━━━━━ Reading text ━━━━━

The two marble-top table you see on either side of the door into the dining room are called pier tables and are original to the house. They have mirrors below which are commonly referred to as petticoat mirrors as women perhaps checked their petticoats from below. In reality, however, these mirrors were a 19th century way of expanding light in rooms which, prior to electricity, was at such a premium. That’s why we see lustres and crystals on light fixtures, and such things as the large mirror on the mantle. The center table is also marble-topped with white marble. Marble was fashionable in southern homes as it was always cool to the touch, even on the hottest day, and white marble was always cooling to the eye. You might notice the 19th century lithographs of Martha and George Washington over the mantle which were common in the 19th century homes and also some heroes of our Confederacy including Alexander Stephens and Robert E. Lee. The small painted portrait of a gentleman between the two windows in the corner is of Judah Benjamin who was Secretary of the Treasury of the Confederacy. He was from Louisiana and when New Orleans was captured, early in the war, he sent his sisters north to LaGrange, Georgia where they remained the rest of their lives. They were Jewish and, at the time, there was a sizeable Jewish community in LaGrange.

Dining Room

In the dining room we see a large, empire, pedestal-based tablet that with its three additional leaves extends to twelve feet. It dates from the 1840-1850 period. It is original to the house. Over the mantle a large double elephant, hand-colored print of Audubon’s “Wild Turkey” which was a gift to the owners when the house was first purchased. We see a cherry side board which dates from about 1810 to 1815 which was plantation made on the plantation of Governor Issac Shelby who was the first Governor of Kentucky. We see also in the room, between the windows, a cherry Hipple-White chest of drawers which dates from about 1790 to 1800. this was a family piece that was bought by one of the owners from Kentucky. We also note a Kentucky cherry Jackson press circa 1830 which hold gold and white old Paris china.

━━━━━ Provided material ━━━━━

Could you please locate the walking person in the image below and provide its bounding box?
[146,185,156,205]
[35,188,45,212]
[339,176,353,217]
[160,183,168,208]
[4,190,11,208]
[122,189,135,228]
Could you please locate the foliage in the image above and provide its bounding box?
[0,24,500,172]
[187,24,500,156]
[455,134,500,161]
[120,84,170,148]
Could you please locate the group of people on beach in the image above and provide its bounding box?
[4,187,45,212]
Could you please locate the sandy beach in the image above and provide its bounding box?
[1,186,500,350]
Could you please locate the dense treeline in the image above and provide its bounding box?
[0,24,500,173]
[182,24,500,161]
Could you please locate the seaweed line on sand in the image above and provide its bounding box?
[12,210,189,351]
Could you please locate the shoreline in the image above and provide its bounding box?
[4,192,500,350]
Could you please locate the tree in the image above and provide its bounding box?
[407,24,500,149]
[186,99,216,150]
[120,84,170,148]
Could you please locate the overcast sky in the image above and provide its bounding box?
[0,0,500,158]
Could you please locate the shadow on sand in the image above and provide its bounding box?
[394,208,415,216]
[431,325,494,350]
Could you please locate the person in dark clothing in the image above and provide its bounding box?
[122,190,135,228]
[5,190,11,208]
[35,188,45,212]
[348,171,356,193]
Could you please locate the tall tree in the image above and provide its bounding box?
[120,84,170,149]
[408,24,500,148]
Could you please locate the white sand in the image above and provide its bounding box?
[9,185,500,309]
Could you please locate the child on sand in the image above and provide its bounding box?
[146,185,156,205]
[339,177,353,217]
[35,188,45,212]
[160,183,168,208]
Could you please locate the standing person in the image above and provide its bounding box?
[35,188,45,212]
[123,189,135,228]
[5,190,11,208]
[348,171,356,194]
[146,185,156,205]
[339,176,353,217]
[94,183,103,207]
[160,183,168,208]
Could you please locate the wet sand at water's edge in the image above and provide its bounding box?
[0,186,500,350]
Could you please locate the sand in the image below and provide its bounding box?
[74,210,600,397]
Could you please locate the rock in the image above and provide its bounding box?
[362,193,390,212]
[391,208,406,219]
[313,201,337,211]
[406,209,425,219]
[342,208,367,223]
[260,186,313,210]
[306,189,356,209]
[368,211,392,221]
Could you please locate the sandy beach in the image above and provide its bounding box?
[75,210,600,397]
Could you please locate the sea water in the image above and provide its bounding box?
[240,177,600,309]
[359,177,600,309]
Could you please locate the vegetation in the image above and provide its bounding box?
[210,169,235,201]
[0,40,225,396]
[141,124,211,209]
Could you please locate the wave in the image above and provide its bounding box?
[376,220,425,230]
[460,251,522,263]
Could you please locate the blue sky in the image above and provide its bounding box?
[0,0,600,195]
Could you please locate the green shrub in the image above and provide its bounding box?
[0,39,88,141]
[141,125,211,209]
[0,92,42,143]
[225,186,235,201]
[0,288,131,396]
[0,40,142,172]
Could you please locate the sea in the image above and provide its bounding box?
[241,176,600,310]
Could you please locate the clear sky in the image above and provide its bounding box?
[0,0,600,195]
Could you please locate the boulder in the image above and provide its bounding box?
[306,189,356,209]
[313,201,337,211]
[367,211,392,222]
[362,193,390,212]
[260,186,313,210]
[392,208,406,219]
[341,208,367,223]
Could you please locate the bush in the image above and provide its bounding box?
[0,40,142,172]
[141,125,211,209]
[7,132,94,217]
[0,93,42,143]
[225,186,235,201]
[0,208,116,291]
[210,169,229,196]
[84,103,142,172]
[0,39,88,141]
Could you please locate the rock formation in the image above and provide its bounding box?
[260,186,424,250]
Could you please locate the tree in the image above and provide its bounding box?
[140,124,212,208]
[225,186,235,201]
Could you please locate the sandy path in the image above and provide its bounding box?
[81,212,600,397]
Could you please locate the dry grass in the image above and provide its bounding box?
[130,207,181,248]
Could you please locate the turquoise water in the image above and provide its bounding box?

━━━━━

» What is asked: Pick up the historic house tour after its final sentence about the Jackson press and Paris china, and keep writing it in the same guided-tour voice. The rows play no part in what comes next.

» Answer:
The cockatoos on the mantle of the dining room are porcelain copies of ones that are found at Cherokee Plantation in Natches, Mississippi. We see above the side board hand-colored Indian prints that date from the 1830’s –1840’s. these were printed by McKinney and Hall who were printers in Philadelphia at that time. We notice some of the Chiefs are wearing metals of George Washington. Early in the 19th century these Indians were taken to Washington, fed, probably drunken in an effort to have them sign treaties. While there was an official portrait, painter, Mr. Bird, who did over 300 of the portraits. Unfortunately, they were lost in a fire in the Smithsonian in 1865. But because the print makes had done prints off the portraits we have the likenesses preserved. They have since become very collectable. We notice smaller versions of the prints beside the windows in the dining room. The owners collected McKinney and Hall prints and there are over 30 in the house. Above the prints we notice twelve plates which were English made by Wedgewood. They were made in honor of Georgia’s Bicentenial. There are twelve historic Georgia scenes and portraits of famous Georgians. The portrait beside the side door is of a Kentucky woman from about the 1840 period.
Kitchen

The door into the kitchen was once a window but the house was expanded in 1976. a historic preservation minded architect, Ed Neel, of Columbus, Georgia, did the addition of the kitchen and the master bathroom wings. Prior to that time the dining room was also the kitchen. When it came into the house from the original kitchen which still stands outside. This occurred about 1890. heart pine floors were installed and distressed to match the flooring in the rest of the house in the new kitchen. In this room is a very unusual 20 tin pie safe which is used now as a liquor cabinet that was found in Tennessee. We also see a collection of southern folk art and southern 19th century crockery. The churns and whiskey jugs and crocks above the cabinets are all signed 19th or early 20th century Georgia pieces. Folk artists on the walls and in the bathroom off the kitchen include Howard Finster, R. A. Miller, Mose T., B. F. Perkins among others. The kitchen table was found in Illinois.

Off the kitchen we have a mud room that opens in the back from which people can come in from the fields, and have use of a full bathroom for clean up. Also included off the mud room is the utility room.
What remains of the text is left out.